Records -
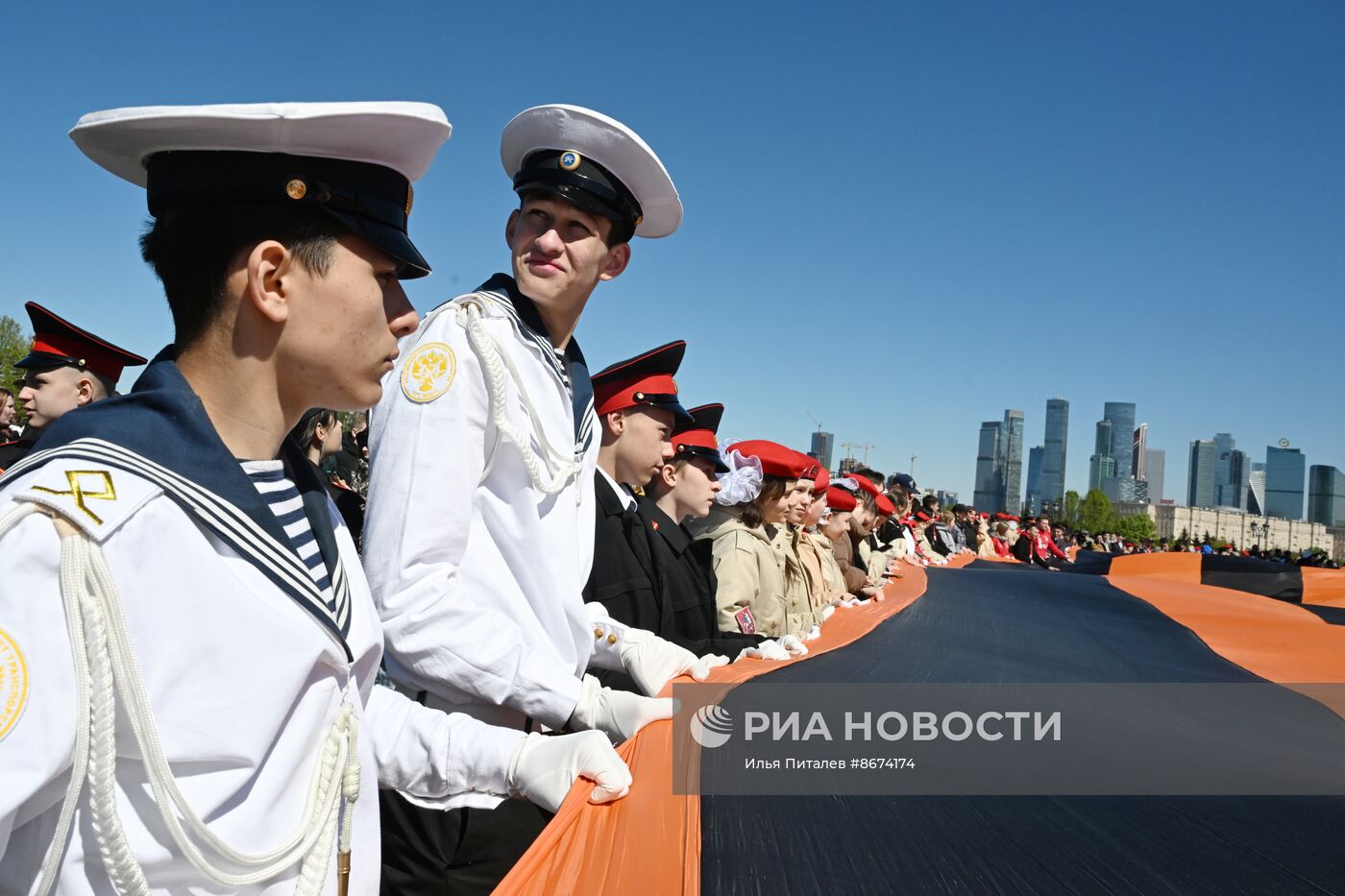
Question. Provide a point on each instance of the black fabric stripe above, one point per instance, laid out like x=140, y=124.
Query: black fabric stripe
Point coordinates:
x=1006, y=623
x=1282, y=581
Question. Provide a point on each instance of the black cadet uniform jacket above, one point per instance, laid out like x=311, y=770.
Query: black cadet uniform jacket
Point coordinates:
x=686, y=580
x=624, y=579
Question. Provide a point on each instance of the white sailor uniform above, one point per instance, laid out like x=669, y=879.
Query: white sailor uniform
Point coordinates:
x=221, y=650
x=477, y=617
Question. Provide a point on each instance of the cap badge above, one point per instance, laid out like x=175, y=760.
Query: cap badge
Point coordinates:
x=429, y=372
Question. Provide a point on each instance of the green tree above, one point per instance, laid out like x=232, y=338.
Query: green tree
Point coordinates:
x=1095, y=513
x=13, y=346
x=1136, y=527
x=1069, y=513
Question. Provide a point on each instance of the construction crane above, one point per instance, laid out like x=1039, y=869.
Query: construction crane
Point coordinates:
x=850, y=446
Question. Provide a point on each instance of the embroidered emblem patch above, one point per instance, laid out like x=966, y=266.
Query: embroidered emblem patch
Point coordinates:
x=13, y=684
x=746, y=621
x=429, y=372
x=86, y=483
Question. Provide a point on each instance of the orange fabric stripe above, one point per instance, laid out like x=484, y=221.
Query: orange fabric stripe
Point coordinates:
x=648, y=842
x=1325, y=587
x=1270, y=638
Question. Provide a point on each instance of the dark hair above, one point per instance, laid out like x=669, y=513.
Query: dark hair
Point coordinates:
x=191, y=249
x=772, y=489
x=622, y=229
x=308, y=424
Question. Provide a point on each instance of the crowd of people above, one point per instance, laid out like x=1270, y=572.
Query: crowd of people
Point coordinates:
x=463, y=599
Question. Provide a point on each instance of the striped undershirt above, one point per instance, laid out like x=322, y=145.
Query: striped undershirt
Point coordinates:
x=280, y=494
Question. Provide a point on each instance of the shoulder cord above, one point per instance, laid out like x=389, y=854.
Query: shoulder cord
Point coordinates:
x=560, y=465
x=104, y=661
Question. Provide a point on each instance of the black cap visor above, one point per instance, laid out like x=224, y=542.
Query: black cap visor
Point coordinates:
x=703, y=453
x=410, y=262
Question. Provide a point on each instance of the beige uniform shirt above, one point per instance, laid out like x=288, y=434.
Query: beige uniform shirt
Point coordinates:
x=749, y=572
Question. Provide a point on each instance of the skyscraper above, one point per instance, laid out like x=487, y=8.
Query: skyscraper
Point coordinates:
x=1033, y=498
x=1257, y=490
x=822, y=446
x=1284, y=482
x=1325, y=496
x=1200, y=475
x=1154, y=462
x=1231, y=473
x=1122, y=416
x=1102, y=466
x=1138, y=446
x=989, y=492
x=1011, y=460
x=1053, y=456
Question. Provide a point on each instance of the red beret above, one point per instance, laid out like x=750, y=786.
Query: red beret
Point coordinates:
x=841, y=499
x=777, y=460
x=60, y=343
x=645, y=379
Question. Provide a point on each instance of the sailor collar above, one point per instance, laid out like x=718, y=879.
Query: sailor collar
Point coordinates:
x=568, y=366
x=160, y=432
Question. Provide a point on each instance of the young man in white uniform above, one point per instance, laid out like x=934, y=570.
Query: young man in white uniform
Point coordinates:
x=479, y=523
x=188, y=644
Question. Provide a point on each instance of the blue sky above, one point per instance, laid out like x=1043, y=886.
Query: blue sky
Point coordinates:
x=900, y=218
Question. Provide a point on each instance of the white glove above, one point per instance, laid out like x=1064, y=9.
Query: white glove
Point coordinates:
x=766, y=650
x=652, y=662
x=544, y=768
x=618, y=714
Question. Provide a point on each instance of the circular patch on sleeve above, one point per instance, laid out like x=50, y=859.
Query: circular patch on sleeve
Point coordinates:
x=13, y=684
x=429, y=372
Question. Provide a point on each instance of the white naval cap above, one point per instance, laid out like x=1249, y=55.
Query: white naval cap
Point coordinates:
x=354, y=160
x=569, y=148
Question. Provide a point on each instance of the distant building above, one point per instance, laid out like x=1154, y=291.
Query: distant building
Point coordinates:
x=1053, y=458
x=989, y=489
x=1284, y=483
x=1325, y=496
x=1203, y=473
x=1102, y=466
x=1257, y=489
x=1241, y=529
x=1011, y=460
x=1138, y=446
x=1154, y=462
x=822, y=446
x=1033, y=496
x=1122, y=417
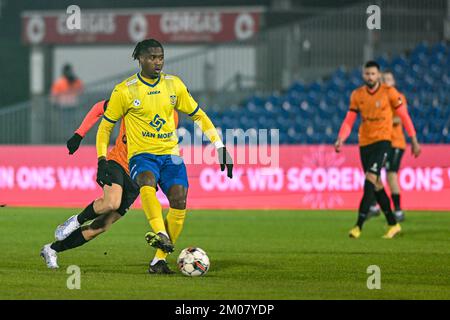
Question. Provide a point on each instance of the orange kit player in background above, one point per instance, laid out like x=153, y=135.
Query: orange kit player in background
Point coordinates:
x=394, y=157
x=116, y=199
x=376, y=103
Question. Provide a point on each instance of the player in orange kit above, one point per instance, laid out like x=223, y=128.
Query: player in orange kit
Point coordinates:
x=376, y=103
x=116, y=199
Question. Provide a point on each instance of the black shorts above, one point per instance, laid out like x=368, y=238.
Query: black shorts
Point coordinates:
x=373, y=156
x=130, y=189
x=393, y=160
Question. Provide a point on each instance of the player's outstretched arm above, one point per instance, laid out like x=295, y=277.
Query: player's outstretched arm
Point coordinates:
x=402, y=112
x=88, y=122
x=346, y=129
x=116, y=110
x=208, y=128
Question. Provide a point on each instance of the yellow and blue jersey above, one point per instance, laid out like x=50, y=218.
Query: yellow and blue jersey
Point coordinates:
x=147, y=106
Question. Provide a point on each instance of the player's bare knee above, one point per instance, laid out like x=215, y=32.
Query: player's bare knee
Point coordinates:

What the task asks - Please rewrite the data from the line that has "Question. Provide a point on each instance of the black cap" through the line that has "x=749, y=572", keeping every line and adding 12 to each x and y value in the point coordinates.

Task solution -
Question. Provide a point on each instance of the black cap visor above, one point per instance, laid out like x=224, y=542.
Query: black cap visor
Point coordinates:
x=715, y=465
x=422, y=274
Question. Provide a point on each instance of the beige uniform shirt above, one point per instance, laid out like x=288, y=434.
Query: beige uniform shirt
Point coordinates:
x=761, y=584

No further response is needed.